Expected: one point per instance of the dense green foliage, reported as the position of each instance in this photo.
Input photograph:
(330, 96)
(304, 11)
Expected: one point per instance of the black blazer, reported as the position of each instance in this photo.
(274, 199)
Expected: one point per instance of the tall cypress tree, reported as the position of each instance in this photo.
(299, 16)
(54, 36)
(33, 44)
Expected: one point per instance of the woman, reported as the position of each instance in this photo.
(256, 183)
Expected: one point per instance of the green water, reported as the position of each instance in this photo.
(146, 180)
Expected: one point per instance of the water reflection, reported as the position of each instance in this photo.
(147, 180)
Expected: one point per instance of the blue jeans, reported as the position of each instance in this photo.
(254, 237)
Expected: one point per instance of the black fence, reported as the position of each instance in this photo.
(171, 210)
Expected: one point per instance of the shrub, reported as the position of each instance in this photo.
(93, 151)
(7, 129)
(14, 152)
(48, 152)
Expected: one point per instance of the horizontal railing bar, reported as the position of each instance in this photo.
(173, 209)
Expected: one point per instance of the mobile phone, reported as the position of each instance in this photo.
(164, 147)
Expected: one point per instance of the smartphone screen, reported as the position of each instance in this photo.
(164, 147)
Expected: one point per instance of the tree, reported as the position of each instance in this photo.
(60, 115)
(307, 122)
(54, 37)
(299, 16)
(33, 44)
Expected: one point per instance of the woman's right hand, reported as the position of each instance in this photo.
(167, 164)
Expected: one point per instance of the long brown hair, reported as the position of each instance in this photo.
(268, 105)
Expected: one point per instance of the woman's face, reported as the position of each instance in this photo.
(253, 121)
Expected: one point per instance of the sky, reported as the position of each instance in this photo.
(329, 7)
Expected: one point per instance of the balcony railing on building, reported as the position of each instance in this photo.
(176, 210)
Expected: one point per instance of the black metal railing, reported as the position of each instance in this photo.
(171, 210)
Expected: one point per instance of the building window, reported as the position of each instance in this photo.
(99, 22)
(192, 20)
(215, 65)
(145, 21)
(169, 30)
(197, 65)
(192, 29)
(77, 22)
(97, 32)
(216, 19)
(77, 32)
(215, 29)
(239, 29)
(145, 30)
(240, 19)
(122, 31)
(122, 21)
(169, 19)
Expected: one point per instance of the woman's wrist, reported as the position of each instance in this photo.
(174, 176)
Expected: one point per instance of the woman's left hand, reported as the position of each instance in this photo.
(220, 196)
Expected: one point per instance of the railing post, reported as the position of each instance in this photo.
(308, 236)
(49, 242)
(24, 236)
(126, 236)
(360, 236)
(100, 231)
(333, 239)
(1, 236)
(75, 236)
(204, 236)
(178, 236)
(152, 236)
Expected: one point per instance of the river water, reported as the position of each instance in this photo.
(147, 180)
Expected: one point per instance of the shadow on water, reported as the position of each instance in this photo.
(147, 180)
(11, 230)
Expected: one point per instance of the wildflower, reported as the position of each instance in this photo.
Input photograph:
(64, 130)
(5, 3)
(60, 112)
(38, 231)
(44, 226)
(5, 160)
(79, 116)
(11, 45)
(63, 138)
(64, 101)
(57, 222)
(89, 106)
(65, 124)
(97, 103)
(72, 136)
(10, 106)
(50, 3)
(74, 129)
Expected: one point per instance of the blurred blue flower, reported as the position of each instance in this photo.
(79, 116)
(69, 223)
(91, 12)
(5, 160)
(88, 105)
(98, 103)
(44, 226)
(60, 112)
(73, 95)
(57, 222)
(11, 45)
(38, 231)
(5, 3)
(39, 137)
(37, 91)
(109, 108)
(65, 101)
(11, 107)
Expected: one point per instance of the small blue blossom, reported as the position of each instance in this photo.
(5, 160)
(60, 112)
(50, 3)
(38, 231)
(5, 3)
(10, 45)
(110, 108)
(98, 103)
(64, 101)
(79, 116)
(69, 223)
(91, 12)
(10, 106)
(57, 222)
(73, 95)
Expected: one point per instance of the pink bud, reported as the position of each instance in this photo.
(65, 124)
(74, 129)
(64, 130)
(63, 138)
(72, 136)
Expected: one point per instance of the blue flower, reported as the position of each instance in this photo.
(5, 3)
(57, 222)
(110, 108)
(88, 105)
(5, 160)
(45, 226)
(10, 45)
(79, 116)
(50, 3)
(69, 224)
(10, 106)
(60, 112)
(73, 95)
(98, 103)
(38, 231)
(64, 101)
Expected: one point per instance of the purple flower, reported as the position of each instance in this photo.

★ ★ ★ ★ ★

§ **Short exercise**
Output every line above without altering anything.

§ **Expected answer**
Expected: one point per instance of the dense green foliage, reported as the position of each instance in this photo.
Input photograph:
(330, 96)
(304, 11)
Expected: one point per instance of the black blazer, reported as the position of each instance in this photo.
(274, 199)
Expected: one point per instance of the tall cypress tree, reported as the position of each instance in this photo.
(299, 16)
(54, 36)
(33, 44)
Expected: one point per instance of the woman, reported as the position of each instance in this photo.
(256, 183)
Expected: one point per instance of the green water, reported as the position of each instance in this photo.
(146, 180)
Expected: one point per instance of the water reflection, reported as the position of each instance in this photo.
(147, 180)
Expected: one point per instance of the blue jeans, reported as the position of each instance in this photo.
(254, 237)
Expected: one point per instance of the black fence, reported as the position of each instance in this photo.
(171, 210)
Expected: one point per instance of the shrub, reported as the position of each instance in this photo.
(93, 151)
(7, 129)
(14, 152)
(48, 152)
Expected: one point per instance of the horizontal railing bar, reported as the position of each instance in this photo.
(173, 209)
Expected: one point per instance of the mobile phone, reported as the position of each instance in this photo.
(164, 147)
Expected: one point per instance of the smartphone screen, reported as the position of each instance in this photo.
(164, 147)
Expected: one point per instance of the tree, reported as the position of each instance in this photo.
(60, 115)
(307, 122)
(54, 37)
(299, 16)
(33, 44)
Expected: one point per instance of the woman's right hand, reported as the position of each instance in this photo.
(167, 164)
Expected: one point per instance of the long brown hair, reported as the position of each instance in this photo.
(268, 105)
Expected: one point per instance of the woman's face, reported as the position of each instance in this photo.
(253, 121)
Expected: one point per instance of the sky, reported as the position of each instance in this photo.
(329, 7)
Expected: one point per instance of the balcony railing on building, reported as the position of each instance in this photo.
(176, 210)
Expected: one point per instance of the black metal railing, reported as the position of each instance in this photo.
(171, 210)
Expected: one point per instance of the building window, reported as the position of each instance in this photo.
(99, 22)
(192, 20)
(215, 65)
(145, 21)
(169, 30)
(197, 65)
(192, 29)
(77, 22)
(97, 32)
(216, 19)
(77, 32)
(215, 29)
(239, 29)
(145, 30)
(240, 19)
(122, 31)
(122, 21)
(169, 19)
Expected: one point per instance of the woman's wrist, reported as the position of each instance in this photo.
(174, 176)
Expected: one point per instance of the woman's left hand, reported as the position of each instance in this photo.
(220, 196)
Expected: one point per instance of the railing post, reported as the position of each instance in this photo.
(308, 236)
(49, 242)
(24, 236)
(126, 236)
(360, 236)
(100, 231)
(333, 239)
(1, 236)
(75, 236)
(204, 236)
(178, 236)
(152, 236)
Expected: one point per instance of the river water, reported as the position of each instance in this photo.
(147, 180)
Expected: one point per instance of the shadow on water, reported as the position of each instance in this photo.
(147, 180)
(11, 230)
Expected: one point per instance of the wildflower, reported as the position of each instance in this photo.
Input photograph:
(64, 130)
(5, 3)
(60, 112)
(38, 231)
(44, 226)
(5, 160)
(79, 116)
(11, 45)
(63, 138)
(64, 101)
(57, 222)
(89, 106)
(65, 124)
(97, 103)
(72, 136)
(10, 106)
(50, 3)
(74, 129)
Expected: one point per instance of the blurred blue flower, reported as the position of each instance in this photo.
(79, 116)
(69, 223)
(91, 12)
(5, 160)
(88, 105)
(98, 103)
(44, 226)
(60, 112)
(73, 95)
(57, 222)
(11, 45)
(38, 231)
(5, 3)
(39, 137)
(37, 91)
(109, 108)
(65, 101)
(11, 107)
Expected: one point per instance of the small blue blossom, reported as the position of each instance in this photo.
(5, 160)
(60, 112)
(50, 3)
(38, 231)
(5, 3)
(10, 45)
(110, 108)
(98, 103)
(64, 101)
(79, 116)
(69, 223)
(91, 12)
(10, 106)
(57, 222)
(73, 95)
Expected: one point per instance of the pink bud, reported as the position of each instance in this photo.
(65, 124)
(74, 129)
(64, 130)
(63, 138)
(72, 136)
Expected: one point per instance of the blue flower, reported as the position of each instance in this photo.
(5, 3)
(57, 222)
(110, 108)
(88, 105)
(5, 160)
(45, 226)
(10, 45)
(79, 116)
(50, 3)
(69, 224)
(10, 106)
(60, 112)
(73, 95)
(98, 103)
(38, 231)
(64, 101)
Expected: one point per instance of the purple flower, reported as the position of each instance in this photo.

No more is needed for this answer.